ACTION ITEM. Below are several entries. Transcribe exactly those lines that fall from the one with "x=917, y=520" through the one with "x=592, y=724", end lines included.

Dataset entries:
--------------------
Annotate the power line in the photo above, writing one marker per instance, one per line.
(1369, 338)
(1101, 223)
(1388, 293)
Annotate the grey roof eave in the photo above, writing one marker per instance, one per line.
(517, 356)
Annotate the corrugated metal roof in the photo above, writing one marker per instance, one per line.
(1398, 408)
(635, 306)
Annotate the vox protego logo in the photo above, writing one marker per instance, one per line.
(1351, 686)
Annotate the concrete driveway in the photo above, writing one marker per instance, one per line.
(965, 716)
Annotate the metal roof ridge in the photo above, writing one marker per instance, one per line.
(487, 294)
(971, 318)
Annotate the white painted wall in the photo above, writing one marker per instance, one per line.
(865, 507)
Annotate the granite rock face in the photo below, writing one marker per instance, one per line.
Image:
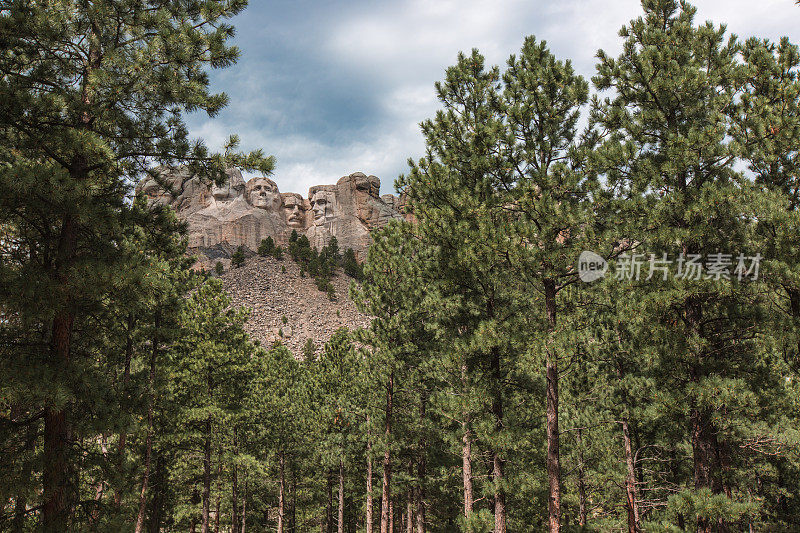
(243, 213)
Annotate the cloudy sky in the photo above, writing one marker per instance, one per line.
(334, 87)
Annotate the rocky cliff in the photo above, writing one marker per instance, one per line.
(273, 289)
(220, 218)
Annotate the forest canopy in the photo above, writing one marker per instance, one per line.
(587, 321)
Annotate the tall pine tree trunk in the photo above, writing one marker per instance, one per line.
(582, 512)
(206, 478)
(341, 497)
(553, 459)
(498, 474)
(368, 518)
(158, 487)
(419, 491)
(704, 445)
(126, 378)
(56, 474)
(292, 521)
(149, 440)
(386, 493)
(466, 471)
(409, 514)
(244, 508)
(630, 480)
(329, 510)
(281, 492)
(235, 488)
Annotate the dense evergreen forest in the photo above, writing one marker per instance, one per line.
(496, 389)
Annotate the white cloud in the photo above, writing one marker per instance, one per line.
(399, 50)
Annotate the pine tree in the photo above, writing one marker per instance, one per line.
(552, 204)
(92, 97)
(266, 247)
(237, 258)
(671, 153)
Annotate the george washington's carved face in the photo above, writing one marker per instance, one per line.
(322, 206)
(263, 193)
(294, 210)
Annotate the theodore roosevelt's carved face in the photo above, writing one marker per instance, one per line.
(263, 193)
(322, 206)
(294, 210)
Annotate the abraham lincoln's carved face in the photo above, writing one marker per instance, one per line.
(263, 193)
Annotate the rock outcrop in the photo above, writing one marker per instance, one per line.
(289, 308)
(243, 213)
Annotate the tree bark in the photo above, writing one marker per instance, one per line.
(553, 459)
(149, 440)
(386, 493)
(341, 497)
(631, 489)
(419, 490)
(704, 445)
(466, 471)
(126, 378)
(281, 493)
(292, 521)
(235, 489)
(368, 518)
(391, 516)
(158, 497)
(57, 497)
(498, 474)
(244, 508)
(329, 513)
(583, 515)
(206, 478)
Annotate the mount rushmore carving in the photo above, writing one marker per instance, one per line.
(243, 213)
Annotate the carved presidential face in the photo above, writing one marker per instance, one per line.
(231, 188)
(294, 210)
(368, 184)
(322, 206)
(263, 193)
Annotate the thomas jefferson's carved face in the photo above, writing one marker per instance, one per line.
(263, 193)
(322, 206)
(294, 211)
(230, 189)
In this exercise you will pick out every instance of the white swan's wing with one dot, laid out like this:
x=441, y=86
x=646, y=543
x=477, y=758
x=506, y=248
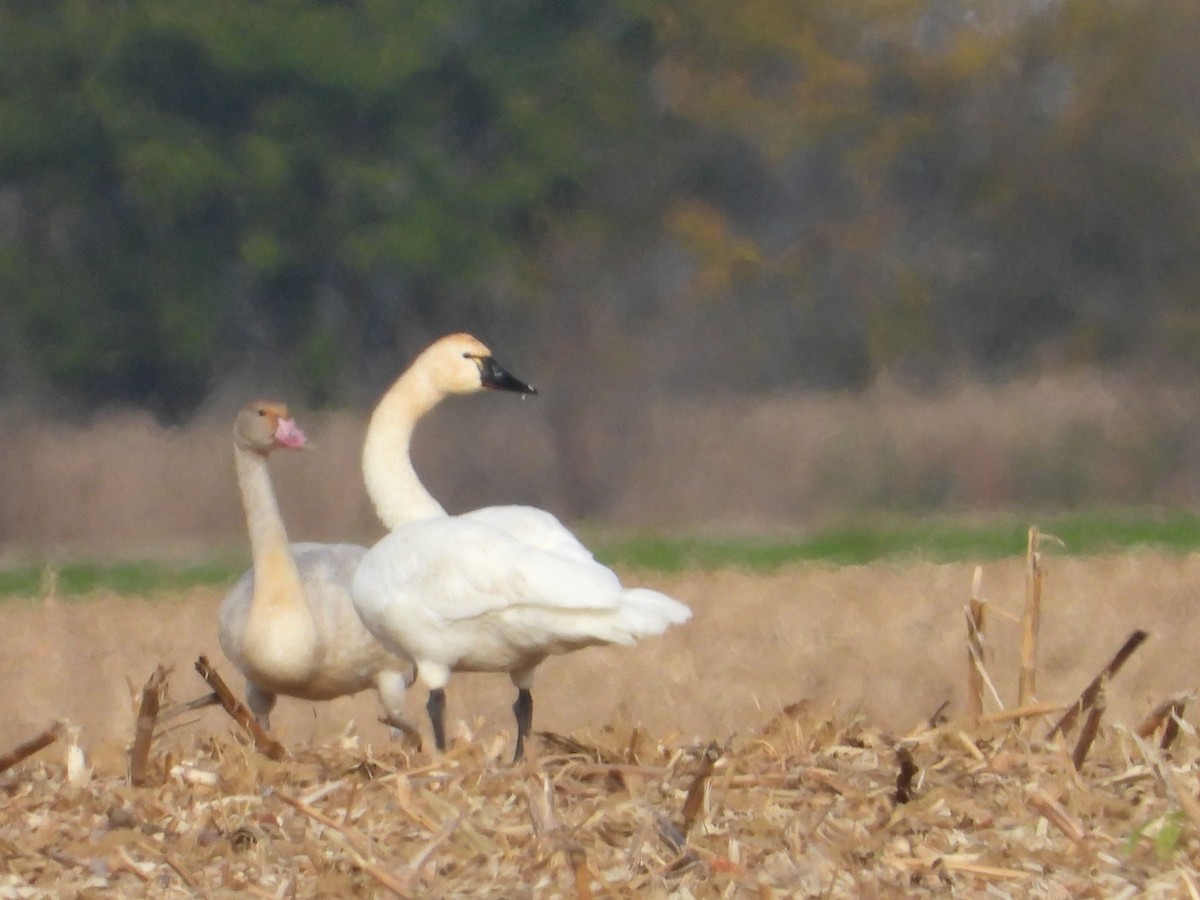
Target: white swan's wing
x=534, y=528
x=463, y=568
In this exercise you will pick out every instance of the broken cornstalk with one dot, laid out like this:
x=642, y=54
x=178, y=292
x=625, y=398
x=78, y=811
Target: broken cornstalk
x=1096, y=688
x=23, y=751
x=263, y=742
x=1031, y=619
x=976, y=618
x=695, y=797
x=148, y=718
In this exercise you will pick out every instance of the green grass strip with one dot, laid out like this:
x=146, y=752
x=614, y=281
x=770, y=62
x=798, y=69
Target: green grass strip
x=942, y=540
x=939, y=540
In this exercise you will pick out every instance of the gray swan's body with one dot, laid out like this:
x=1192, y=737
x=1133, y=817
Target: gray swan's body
x=289, y=624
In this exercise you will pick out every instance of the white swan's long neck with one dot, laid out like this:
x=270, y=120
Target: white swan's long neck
x=393, y=484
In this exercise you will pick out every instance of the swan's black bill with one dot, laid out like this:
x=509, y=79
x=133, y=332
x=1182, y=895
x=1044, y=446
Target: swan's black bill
x=493, y=375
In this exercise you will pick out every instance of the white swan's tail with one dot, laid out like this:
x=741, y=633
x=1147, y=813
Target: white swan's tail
x=647, y=612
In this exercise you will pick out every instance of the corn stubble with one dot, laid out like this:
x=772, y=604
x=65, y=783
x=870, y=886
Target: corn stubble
x=1042, y=798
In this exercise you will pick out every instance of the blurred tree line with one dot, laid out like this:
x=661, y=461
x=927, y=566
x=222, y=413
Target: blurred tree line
x=681, y=193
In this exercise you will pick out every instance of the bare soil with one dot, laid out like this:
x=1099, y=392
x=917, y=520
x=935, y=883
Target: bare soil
x=886, y=640
x=845, y=795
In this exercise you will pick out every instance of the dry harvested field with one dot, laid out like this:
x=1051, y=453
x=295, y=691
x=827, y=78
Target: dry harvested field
x=802, y=803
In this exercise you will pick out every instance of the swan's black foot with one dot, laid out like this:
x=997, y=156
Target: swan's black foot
x=436, y=706
x=523, y=711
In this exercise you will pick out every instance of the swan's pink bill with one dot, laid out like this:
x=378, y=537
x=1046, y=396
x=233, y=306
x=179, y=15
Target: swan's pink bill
x=288, y=435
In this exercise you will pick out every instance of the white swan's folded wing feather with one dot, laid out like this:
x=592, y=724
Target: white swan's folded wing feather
x=461, y=568
x=534, y=528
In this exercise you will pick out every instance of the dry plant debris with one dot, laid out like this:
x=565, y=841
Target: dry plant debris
x=815, y=803
x=805, y=807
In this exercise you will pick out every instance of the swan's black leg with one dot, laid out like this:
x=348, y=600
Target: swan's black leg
x=437, y=705
x=523, y=711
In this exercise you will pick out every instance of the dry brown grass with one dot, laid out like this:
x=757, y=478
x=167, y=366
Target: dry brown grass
x=130, y=487
x=797, y=804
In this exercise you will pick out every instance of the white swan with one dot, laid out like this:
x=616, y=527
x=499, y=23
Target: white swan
x=288, y=624
x=497, y=589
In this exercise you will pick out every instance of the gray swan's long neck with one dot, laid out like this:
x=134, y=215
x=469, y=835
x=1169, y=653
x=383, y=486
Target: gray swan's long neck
x=264, y=523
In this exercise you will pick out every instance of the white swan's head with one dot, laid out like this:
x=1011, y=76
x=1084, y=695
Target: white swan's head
x=264, y=426
x=461, y=364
--------------------
SOLUTION TO THIS PROBLEM.
x=917, y=520
x=935, y=883
Target: bare soil
x=886, y=640
x=845, y=795
In this exercise you will pick out every instance of the dry harvested field with one dot, laid out like this:
x=1051, y=453
x=295, y=691
x=827, y=78
Target: dry harvested field
x=802, y=803
In this exercise you will pick out every instance of the swan's black foot with one dot, laid out like this:
x=997, y=156
Target: swan's black foot
x=436, y=706
x=523, y=711
In this exercise you will pick out every instance of the swan's pink bill with one dot, laid out like this:
x=378, y=537
x=1046, y=396
x=233, y=306
x=179, y=15
Target: swan's pink bill
x=288, y=435
In this exercise you will pick out every instance of the white swan's folded wing feather with one dot, laid out like this:
x=592, y=724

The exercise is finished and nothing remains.